======== RECORDS SUPPLIED ========

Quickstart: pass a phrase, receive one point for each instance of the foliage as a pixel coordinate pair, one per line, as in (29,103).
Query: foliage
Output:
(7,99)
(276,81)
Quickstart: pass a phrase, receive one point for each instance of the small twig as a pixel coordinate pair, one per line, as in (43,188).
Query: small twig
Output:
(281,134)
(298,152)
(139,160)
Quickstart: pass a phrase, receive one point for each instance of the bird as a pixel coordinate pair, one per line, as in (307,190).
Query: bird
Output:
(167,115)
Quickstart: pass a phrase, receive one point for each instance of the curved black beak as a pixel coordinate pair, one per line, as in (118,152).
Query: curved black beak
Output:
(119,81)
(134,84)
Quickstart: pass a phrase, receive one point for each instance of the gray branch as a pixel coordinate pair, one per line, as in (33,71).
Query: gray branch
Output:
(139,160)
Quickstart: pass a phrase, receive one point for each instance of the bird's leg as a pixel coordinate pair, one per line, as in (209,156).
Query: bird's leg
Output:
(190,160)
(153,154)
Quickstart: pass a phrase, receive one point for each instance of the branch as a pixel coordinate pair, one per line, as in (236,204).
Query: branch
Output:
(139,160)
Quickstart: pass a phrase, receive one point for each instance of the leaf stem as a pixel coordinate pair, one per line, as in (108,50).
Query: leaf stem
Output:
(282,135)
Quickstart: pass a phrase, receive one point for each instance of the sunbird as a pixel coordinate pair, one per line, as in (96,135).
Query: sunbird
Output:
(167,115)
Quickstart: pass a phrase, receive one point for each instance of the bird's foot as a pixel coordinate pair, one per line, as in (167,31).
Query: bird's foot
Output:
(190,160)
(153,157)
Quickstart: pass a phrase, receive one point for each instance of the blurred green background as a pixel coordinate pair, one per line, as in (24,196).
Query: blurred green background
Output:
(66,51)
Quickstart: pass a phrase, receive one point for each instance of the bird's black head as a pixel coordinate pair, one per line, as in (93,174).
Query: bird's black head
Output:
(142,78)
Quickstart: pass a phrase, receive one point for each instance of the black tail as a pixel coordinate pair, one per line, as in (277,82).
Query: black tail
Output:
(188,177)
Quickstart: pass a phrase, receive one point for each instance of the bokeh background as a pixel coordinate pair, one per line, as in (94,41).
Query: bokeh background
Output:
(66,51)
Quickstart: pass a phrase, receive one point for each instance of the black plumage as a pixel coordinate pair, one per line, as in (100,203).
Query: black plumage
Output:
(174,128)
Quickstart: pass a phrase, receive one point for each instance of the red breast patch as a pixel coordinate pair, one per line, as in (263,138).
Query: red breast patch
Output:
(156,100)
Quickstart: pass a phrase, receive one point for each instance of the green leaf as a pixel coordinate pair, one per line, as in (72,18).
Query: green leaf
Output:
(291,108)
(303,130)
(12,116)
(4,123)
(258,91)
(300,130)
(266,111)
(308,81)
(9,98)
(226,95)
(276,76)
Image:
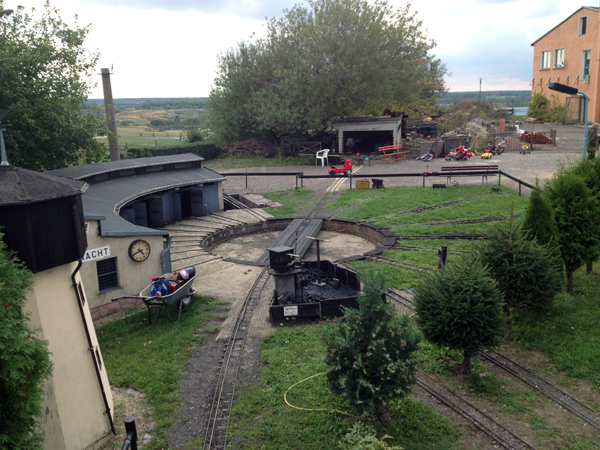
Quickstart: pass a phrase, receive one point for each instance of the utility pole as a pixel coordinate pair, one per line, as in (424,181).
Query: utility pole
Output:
(109,108)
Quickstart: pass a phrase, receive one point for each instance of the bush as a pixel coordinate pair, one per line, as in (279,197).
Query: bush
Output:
(208,150)
(363,437)
(460,307)
(24,361)
(528,274)
(577,216)
(369,354)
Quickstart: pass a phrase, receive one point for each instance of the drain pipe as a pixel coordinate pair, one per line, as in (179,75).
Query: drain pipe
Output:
(80,301)
(165,256)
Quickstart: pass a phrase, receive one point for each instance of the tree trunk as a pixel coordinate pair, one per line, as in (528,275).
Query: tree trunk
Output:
(466,367)
(508,326)
(508,330)
(569,281)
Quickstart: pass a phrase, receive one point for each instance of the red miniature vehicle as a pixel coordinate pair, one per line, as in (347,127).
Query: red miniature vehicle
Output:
(347,169)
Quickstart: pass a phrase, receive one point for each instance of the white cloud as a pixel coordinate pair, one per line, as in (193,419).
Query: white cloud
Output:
(169,48)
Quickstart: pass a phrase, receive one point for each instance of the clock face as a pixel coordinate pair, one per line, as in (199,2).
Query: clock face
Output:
(139,250)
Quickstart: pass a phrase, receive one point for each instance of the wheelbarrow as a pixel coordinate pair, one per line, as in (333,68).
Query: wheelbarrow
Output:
(183,296)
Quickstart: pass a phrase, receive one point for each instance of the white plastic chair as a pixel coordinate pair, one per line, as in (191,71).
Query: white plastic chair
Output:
(322,155)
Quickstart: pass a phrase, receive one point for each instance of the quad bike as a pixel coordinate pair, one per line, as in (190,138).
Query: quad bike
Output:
(347,169)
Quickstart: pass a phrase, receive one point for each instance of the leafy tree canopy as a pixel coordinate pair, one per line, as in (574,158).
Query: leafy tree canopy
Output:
(45,77)
(333,58)
(24,361)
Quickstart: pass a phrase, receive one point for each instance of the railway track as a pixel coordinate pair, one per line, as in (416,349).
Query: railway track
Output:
(219,417)
(533,380)
(504,437)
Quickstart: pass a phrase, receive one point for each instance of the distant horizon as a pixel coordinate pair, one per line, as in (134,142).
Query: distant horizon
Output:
(201,98)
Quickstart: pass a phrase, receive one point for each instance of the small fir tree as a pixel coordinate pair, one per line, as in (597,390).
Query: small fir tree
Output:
(539,222)
(369,355)
(529,275)
(460,308)
(24,361)
(589,170)
(578,221)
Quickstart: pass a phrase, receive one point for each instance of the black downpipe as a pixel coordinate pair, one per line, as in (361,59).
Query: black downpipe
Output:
(91,347)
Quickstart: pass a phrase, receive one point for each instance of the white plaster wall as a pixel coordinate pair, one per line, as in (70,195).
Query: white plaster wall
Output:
(74,411)
(133,276)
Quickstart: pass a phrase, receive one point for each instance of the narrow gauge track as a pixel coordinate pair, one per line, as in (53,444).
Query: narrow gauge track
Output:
(444,237)
(504,437)
(528,377)
(220,413)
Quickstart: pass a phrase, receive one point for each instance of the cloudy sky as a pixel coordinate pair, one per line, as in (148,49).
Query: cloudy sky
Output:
(169,48)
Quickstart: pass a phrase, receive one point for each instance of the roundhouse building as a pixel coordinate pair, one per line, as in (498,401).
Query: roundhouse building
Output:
(125,206)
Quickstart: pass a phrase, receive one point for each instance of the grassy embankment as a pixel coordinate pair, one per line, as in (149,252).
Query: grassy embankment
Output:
(567,338)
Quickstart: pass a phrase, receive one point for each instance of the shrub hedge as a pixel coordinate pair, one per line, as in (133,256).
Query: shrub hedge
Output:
(208,150)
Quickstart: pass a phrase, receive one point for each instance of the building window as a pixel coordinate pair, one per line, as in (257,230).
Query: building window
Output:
(545,62)
(582,25)
(108,278)
(586,58)
(559,58)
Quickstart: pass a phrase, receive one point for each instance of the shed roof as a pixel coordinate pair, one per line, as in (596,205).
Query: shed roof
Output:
(22,186)
(103,200)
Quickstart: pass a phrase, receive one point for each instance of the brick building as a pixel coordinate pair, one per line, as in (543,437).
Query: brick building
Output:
(569,54)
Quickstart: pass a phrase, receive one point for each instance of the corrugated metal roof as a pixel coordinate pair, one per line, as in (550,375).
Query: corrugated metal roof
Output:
(22,186)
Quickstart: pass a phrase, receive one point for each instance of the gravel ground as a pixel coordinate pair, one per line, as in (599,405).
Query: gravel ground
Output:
(188,427)
(540,164)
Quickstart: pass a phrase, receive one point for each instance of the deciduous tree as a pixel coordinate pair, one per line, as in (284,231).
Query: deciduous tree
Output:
(332,58)
(24,361)
(44,78)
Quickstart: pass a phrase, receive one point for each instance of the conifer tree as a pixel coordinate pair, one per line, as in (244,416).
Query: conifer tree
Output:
(539,222)
(589,170)
(460,307)
(577,216)
(24,361)
(529,275)
(369,354)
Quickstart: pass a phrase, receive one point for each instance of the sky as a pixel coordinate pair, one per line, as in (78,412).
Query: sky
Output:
(170,48)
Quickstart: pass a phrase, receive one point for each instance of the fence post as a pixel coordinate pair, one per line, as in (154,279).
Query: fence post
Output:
(130,441)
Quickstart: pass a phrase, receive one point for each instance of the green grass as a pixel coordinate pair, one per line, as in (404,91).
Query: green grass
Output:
(569,335)
(152,358)
(294,201)
(263,421)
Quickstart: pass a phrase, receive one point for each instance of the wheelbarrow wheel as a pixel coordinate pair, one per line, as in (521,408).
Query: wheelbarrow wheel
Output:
(187,301)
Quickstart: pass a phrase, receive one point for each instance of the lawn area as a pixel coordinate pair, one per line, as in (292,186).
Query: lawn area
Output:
(152,357)
(146,137)
(263,421)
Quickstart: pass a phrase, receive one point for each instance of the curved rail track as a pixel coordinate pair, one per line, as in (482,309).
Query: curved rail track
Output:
(220,413)
(533,380)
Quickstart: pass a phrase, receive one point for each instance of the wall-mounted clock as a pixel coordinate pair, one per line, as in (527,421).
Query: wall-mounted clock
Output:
(139,250)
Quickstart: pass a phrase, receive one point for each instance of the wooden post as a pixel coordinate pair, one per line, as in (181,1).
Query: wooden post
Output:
(113,144)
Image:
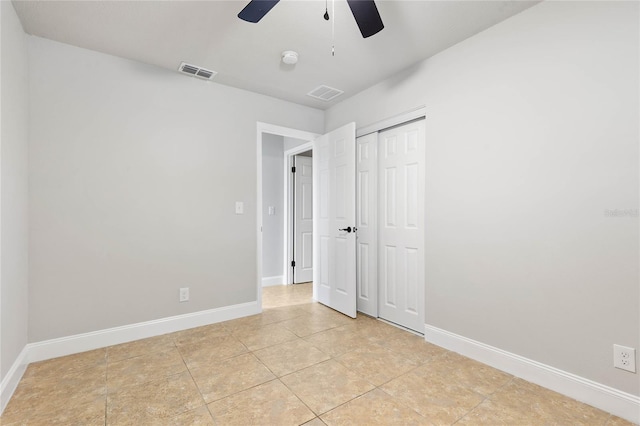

========

* TASK TO CARRY OUT: Copy out each line of the data above, exactly, if it lies between the line holding "Query: small fir tree" and the line holding "as in (53,444).", inclusive; copy no other line.

* RESPONSE TO THE EXERCISE:
Query: small fir tree
Output:
(539,222)
(369,355)
(529,275)
(460,308)
(24,361)
(589,170)
(578,221)
Quickstart: pass a phrase, receive one point for each instance of the black downpipe as a pixel coordinate pair, one per line, as in (361,59).
Query: black downpipe
Output:
(91,347)
Quickstart: pass a phrase, receive one point for each instance of the white plaster wall as a pixel coordinate pair, one per line, as in (70,195).
Query: white plaster wall
Output:
(74,411)
(133,276)
Quickstart: pass a phrase, receive one point for each instance of the narrow gauge track as a pixel coordinate pair, one per line, as in (53,444).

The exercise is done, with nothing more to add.